Problem set:
(a) Retype, character for character, the portion of the premolar radiograph abstract that opens with the words containing "The ideal horizontal" and closes with "unknown morphologies evaluated.".
(b) In the premolar radiograph abstract, turn the paragraph beginning "The independent variables were" into a short bulleted list that keeps its main facts.
(c) According to the Significance section of the premolar radiograph abstract, which angulation is the optimal one recommended for unknown morphologies?

Extracted text:
....

An efficacious horizontal angulation separated radiographically superimposed canals in upper premolars with different root morphologies

Piyanuch Karnasuta; La-ongthong Vajrabhaya; Watcharin Chongkonsatit; Chavalit Chavanaves; Nonthana Panrenu

doi:10.1016/j.heliyon.2020.e04294

. 2020 Jun 30;6(6):e04294. doi: 10.1016/j.heliyon.2020.e04294

An efficacious horizontal angulation separated radiographically superimposed canals in upper premolars with different root morphologies

Piyanuch Karnasuta ^1,^∗, La-ongthong Vajrabhaya ¹, Watcharin Chongkonsatit ¹, Chavalit Chavanaves ¹, Nonthana Panrenu ¹

PMCID: PMC7334235 PMID: 32642573

Abstract

Objectives

To determine the effect of various horizontal beam angulations on radiographically separating superimposed canals in upper premolars with different external root morphologies.

Materials and methods

The independent variables were 1) three different external root morphologies of upper premolars (n = 30); one-root (A), fused-root (B) and two-root (C), 2) thirteen angulations (0° and mesial (Ms) and distal (Ds) shifts of 15, 20, 25, 30, 35, and 40°), and 3) the superimposed canal at the apex (apx) and 5-mm from the apex (5apx). The dependent variables were the percentage of radiographs demonstrating canal separation. The separated canal distances were analysed using analysis of variance (ANOVA) and Tukey HSD.

Results

Separation distances at apx and 5apx on one-root, fused-root and two-root premolar radiographs increased as the angulation increased. Ms angulations generated a higher separation distance (SepDist) in mm compared with the Ds angulations. Significantly different separation distances were observed from various horizontal shift angulations (p < 0.05). Percentage of canal separation from 0^o was achieved differently in different morphology of upper premolars (14–80%) at apx and 10–40% at 5apx. The 20–40Ms/Ds and 25Ds/30‒40Ms/Ds resulted in 100% of radiographs with canal separation for two-root and fused-root premolars, respectively, at apx and 5apx. Only the 35/40Ms resulted in 100% of radiographs with separation at apx in one-root teeth.

Conclusion

The ideal horizontal angulation which revealed the superimposed canal at the apx/5apx for one-root, fused-root, and two-root teeth are 35M/35M, 20D/20M, and 15M/20M, respectively.

Significance

The 25Ms was the optimal angulation which strongly recommended with the highest probability of separation and acceptable image quality in endodontic and prosthodontic treatment for unknown morphologies evaluated.

Keywords: Dentistry, Dental materials, Periodontics, Oral medicine, Prosthetic dentistry, Radiology, Endodontic treatment, Prosthodontic treatment, Radiograph, Upper premolar

Dentistry; Dental materials; Periodontics; Oral medicine; Prosthetic dentistry; Radiology; Endodontic treatment; Prosthodontic treatment; Radiograph; Upper premolar.

....

Record excerpts:

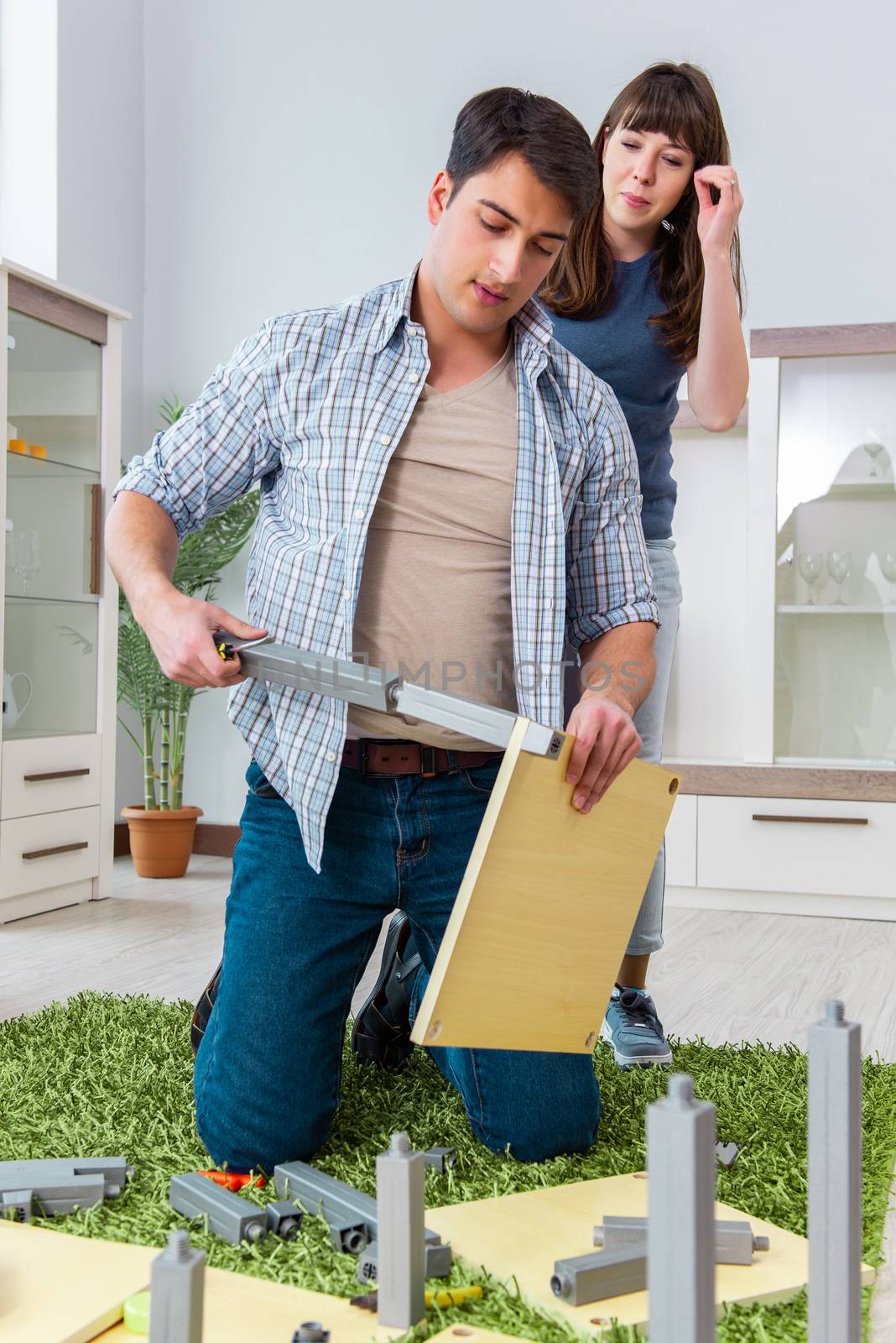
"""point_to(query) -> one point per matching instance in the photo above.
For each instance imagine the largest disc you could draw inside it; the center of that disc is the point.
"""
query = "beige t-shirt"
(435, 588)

....

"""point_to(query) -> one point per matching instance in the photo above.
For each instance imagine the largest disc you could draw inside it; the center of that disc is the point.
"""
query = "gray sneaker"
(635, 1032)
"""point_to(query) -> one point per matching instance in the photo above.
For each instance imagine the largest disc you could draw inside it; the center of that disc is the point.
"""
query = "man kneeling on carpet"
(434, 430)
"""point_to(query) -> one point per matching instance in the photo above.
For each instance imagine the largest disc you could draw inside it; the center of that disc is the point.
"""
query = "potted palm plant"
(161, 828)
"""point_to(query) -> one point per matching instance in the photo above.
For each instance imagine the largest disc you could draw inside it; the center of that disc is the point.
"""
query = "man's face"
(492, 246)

....

Answers by task:
(a)
The ideal horizontal angulation which revealed the superimposed canal at the apx/5apx for one-root, fused-root, and two-root teeth are 35M/35M, 20D/20M, and 15M/20M, respectively.

Significance

The 25Ms was the optimal angulation which strongly recommended with the highest probability of separation and acceptable image quality in endodontic and prosthodontic treatment for unknown morphologies evaluated.

(b)
- Independent variables:
  - Three external root morphologies of upper premolars (n = 30): one-root (A), fused-root (B) and two-root (C)
  - Thirteen angulations: 0° plus mesial (Ms) and distal (Ds) shifts of 15, 20, 25, 30, 35 and 40°
  - Superimposed canal position: at the apex (apx) and 5 mm from the apex (5apx)
- Dependent variable: the percentage of radiographs showing canal separation
- Analysis: separated canal distances were analyzed with ANOVA and Tukey HSD

(c) The 25Ms angulation.